Task statement:
Transcribe the records in full; omit images.

◇ ◇ ◇ ◇ ◇

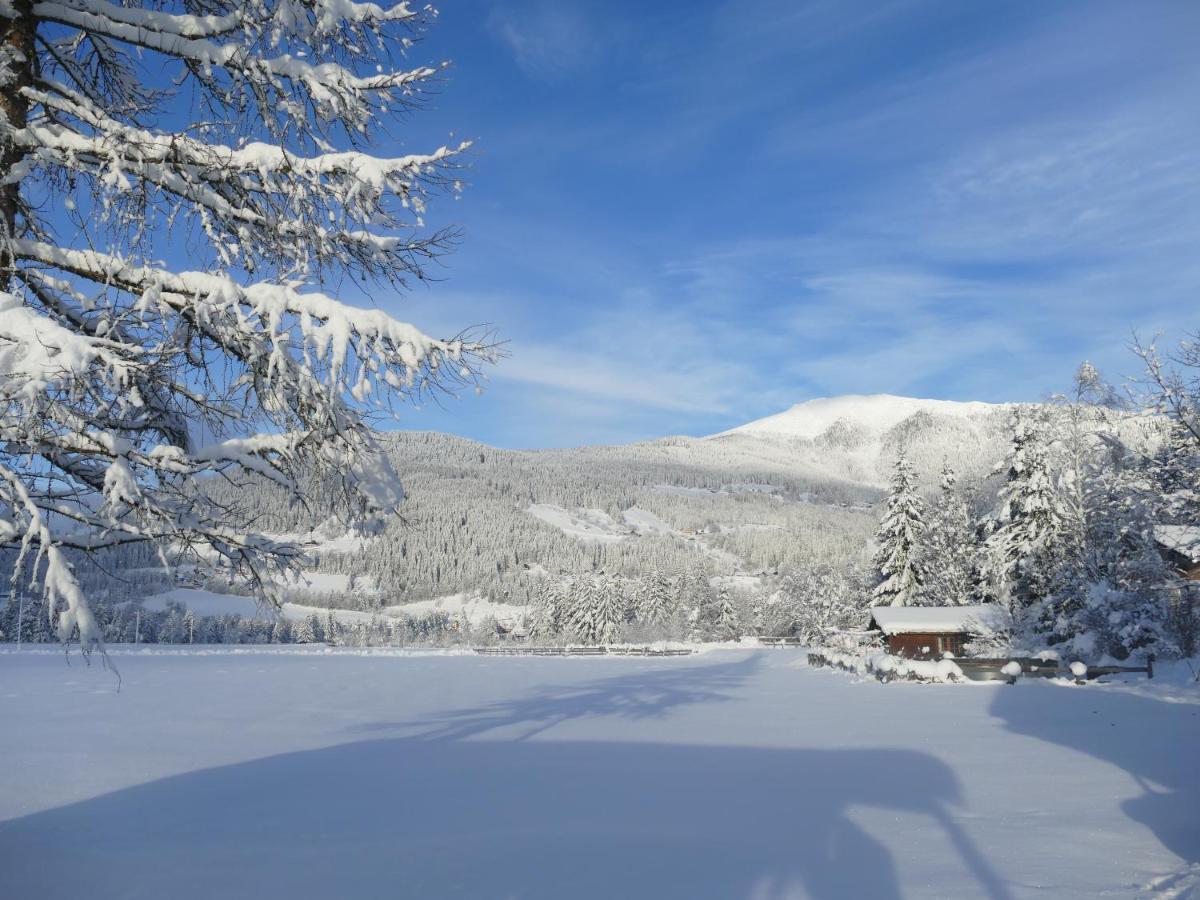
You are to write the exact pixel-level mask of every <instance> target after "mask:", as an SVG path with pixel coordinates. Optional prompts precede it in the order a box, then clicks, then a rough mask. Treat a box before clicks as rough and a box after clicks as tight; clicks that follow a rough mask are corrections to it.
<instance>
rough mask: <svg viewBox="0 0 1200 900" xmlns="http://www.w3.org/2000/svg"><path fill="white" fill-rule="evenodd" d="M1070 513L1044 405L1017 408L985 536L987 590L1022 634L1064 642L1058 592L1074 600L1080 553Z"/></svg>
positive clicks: (1041, 639) (1077, 539)
mask: <svg viewBox="0 0 1200 900" xmlns="http://www.w3.org/2000/svg"><path fill="white" fill-rule="evenodd" d="M1072 520H1073V512H1072V508H1070V505H1069V504H1068V502H1067V498H1066V497H1064V496H1063V494H1062V493H1061V492H1060V491H1058V488H1057V485H1056V480H1055V470H1054V466H1052V462H1051V434H1050V428H1049V420H1048V413H1046V412H1045V410H1044V409H1022V408H1018V409H1016V410H1015V412H1014V414H1013V443H1012V448H1010V451H1009V457H1008V464H1007V474H1006V480H1004V484H1003V486H1002V487H1001V490H1000V511H998V518H997V524H996V528H995V530H994V533H992V534H991V535H990V538H989V553H990V556H991V558H992V559H991V565H990V575H991V581H992V586H991V589H992V593H994V594H995V596H996V599H998V600H1000V601H1001V602H1003V604H1004V605H1006V606H1007V607H1008V610H1009V611H1010V612H1012V616H1013V622H1014V625H1013V628H1014V634H1015V635H1016V637H1018V638H1019V640H1022V641H1026V642H1032V643H1039V642H1043V641H1049V642H1051V643H1057V642H1061V641H1063V640H1066V635H1064V629H1063V625H1064V622H1066V619H1067V618H1070V616H1069V614H1068V616H1066V617H1064V616H1063V614H1062V613H1063V610H1064V607H1063V605H1062V604H1061V602H1060V601H1061V598H1062V596H1063V595H1068V596H1070V598H1072V605H1075V604H1078V600H1076V598H1078V596H1079V593H1080V589H1081V588H1080V580H1079V576H1078V566H1076V565H1075V564H1074V560H1076V559H1078V557H1079V539H1078V534H1076V532H1078V529H1076V528H1073V527H1072Z"/></svg>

◇ ◇ ◇ ◇ ◇

Answer to this task:
You are to write the exact pixel-level mask of every <instance> target after "mask:", as an SVG path with pixel coordinates. Optional prompts precede it in the order a box, then clicks, then a rough mask. Treat a box before clicks as rough and a box after clicks as tight; clicks that follow a rough mask are corrections to it.
<instance>
rough mask: <svg viewBox="0 0 1200 900" xmlns="http://www.w3.org/2000/svg"><path fill="white" fill-rule="evenodd" d="M1070 513L1044 405L1017 408L985 536L987 590L1022 634L1064 642L1058 592L1074 600L1080 553Z"/></svg>
positive clicks: (1041, 639) (1077, 539)
mask: <svg viewBox="0 0 1200 900" xmlns="http://www.w3.org/2000/svg"><path fill="white" fill-rule="evenodd" d="M1072 520H1073V512H1072V508H1070V505H1069V504H1068V502H1067V498H1066V497H1064V496H1063V494H1062V493H1061V492H1060V491H1058V488H1057V485H1056V480H1055V470H1054V466H1052V462H1051V434H1050V428H1049V420H1048V413H1046V412H1045V410H1044V409H1022V408H1018V409H1016V410H1015V412H1014V414H1013V443H1012V448H1010V451H1009V457H1008V464H1007V474H1006V480H1004V484H1003V486H1002V487H1001V490H1000V511H998V518H997V524H996V528H995V530H994V533H992V534H991V535H990V538H989V553H990V556H991V558H992V559H991V565H990V575H991V581H992V586H991V589H992V593H994V594H995V596H996V599H998V600H1000V601H1001V602H1003V604H1004V605H1006V606H1007V607H1008V610H1009V611H1010V612H1012V616H1013V622H1014V625H1013V628H1014V634H1015V635H1016V637H1018V638H1019V640H1022V641H1026V642H1032V643H1039V642H1043V641H1049V642H1051V643H1057V642H1061V641H1063V640H1066V635H1064V629H1063V625H1064V622H1066V619H1067V618H1070V616H1069V614H1068V616H1066V617H1064V616H1063V614H1062V613H1063V610H1064V607H1063V605H1062V604H1061V602H1060V601H1061V598H1062V596H1063V595H1068V596H1070V598H1072V605H1075V604H1078V600H1076V598H1078V596H1079V593H1080V589H1081V588H1080V580H1079V576H1078V566H1076V565H1075V564H1074V560H1076V559H1078V557H1079V539H1078V534H1076V532H1078V529H1076V528H1073V527H1072Z"/></svg>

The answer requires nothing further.